> [TEXTE]:
'''

Les coupes sombres dans les services publics et les mesures pour protéger les propriétaires de prêts à risques, ont provoqué une réduction des pressions des investisseurs. Les obligations irlandaises rapportaient 3,4 %, contre 1,8 % seulement pour les italiennes, 0,8 pour les portugaises et 2,1 pour les espagnoles. Les obligations grecques ont même connu une perte de 0,6 %.
Mais l’économie irlandaise reste encore faible. Un recul du marché des actions pourrait amener le gouvernement à accorder une fois de plus du soutien aux banques et à accroître encore de la sorte le déficit budgétaire.
Selon les experts, l’économie irlandaise ne se rétablira pas avant 2011. Est-ce exact ?
Eugene McCartan. La croissance rapide qui a valu à l’Irlande le surnom de « Tigre celtique » reposait sur quatre piliers, dont les trois premiers sont indissociables : le secteur financier, la construction et l’immobilier et les investissements directs en provenance de l’étranger. Nous avons dit à plusieurs reprises que cela comportait d’énormes risques pour l’État irlandais – et aujourd’hui nous voyons le résultat sur les travailleurs. La croissance est terminée et les entreprises transnationales sont retournées en Pologne et en Inde, laissant derrière elles des masses de chômeurs. Un grand nombre de projets de construction ont dû être arrêtés. La demande de crédits dans ce secteur a disparu et c’est une source importante de la reprise économique qui disparaissait aussi. Et, malgré tout le soutien de l’État, le système du crédit s’est écroulé et il ne reste surtout que les dettes extérieures de nos banques. On estime que le gouvernement a repris pour 70 milliards d’euros des dettes des banques. Ajoutez-y le nombre de chômeurs à la hausse, les réductions massives des salaires, l’attaque contre les pensions, on ne voit vraiment pas comment l’économie pourrait se rétablir. Ceux qui ont provoqué la crise doivent désormais payer l’échec du système capitaliste.

'''

> [DONNÉES]:
'''

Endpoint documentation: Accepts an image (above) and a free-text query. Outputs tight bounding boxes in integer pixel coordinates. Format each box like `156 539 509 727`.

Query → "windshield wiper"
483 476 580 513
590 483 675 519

'''

> [QUESTIONS]:
- a) Répondez à ces questions sur le texte consacré à l'économie irlandaise :
(i) Quel rendement rapportaient les obligations irlandaises ?
(ii) Quel surnom la croissance rapide a-t-elle valu à l'Irlande ?
(iii) Selon l'estimation citée, quel montant de dettes des banques le gouvernement a-t-il repris ?
- b) Poursuivez le texte sur l'économie irlandaise à partir de sa dernière phrase.

> [RÉPONSES]:
- a)
(i) 3,4 %.
(ii) « Tigre celtique ».
(iii) 70 milliards d'euros.

- b)
D’après les chiffres officiels, 22 % des Irlandais sont pauvres. Pourquoi un chiffre aussi élevé ?
Eugene McCartan. Durant les années du « boum », l’inégalité et la pauvreté ont grimpé en même temps que la richesse des particuliers et de la grosse galette. En matière d’inégalité, l’Irlande occupe la seconde place après les États-Unis. Au fur et à mesure qu’augmentait le PIB, on a assisté à de nouveaux pics du nombre de SDF, sans-logis, toxicomanes… L’État ne s’est pas inquiété de ce problème mais il a aggravé la situation en s’en prenant aux droits des travailleurs.
Que pensez-vous de l’affiliation à l’UE ?
Eugene McCartan. L’an dernier la Commission européenne définissait clairement la crise comme « une opportunité ». Une opportunité de saper plus encore la souveraineté des États membres par ses dictats sur la politique budgétaire et les priorités qu’elle entend imposer. Via la régulation de la concurrence et les paramètres fiscaux, l’UE s’immisce de plus en plus dans la politique des gouvernements nationaux.
Nous, les communistes irlandais, sommes pour la dissolution de l’UE dans sa forme actuelle. Nous sommes surtout contre le fait qu’on attribue plus de compétences encore à la Commission et nous voulons que toutes les compétences soient restituées aux gouvernements nationaux.
Avec la stratégie économique de la Commission, on ne résoudra pas la crise profonde du capitalisme. Le progrès en Irlande n’est possible qu’avec une stratégie nationale et démocratique. Les besoins économiques et sociaux de nos concitoyens doivent primer. Nous croyons qu’une telle stratégie ouvrira la voie à une société socialiste.
Ce texte est extrait du journal du Parti communiste du Luxembourg, le Zeitung vum Lëtzebuerger Vollek (Lu sur le site du Parti du Travail Belge et publié le 3 mai 2010).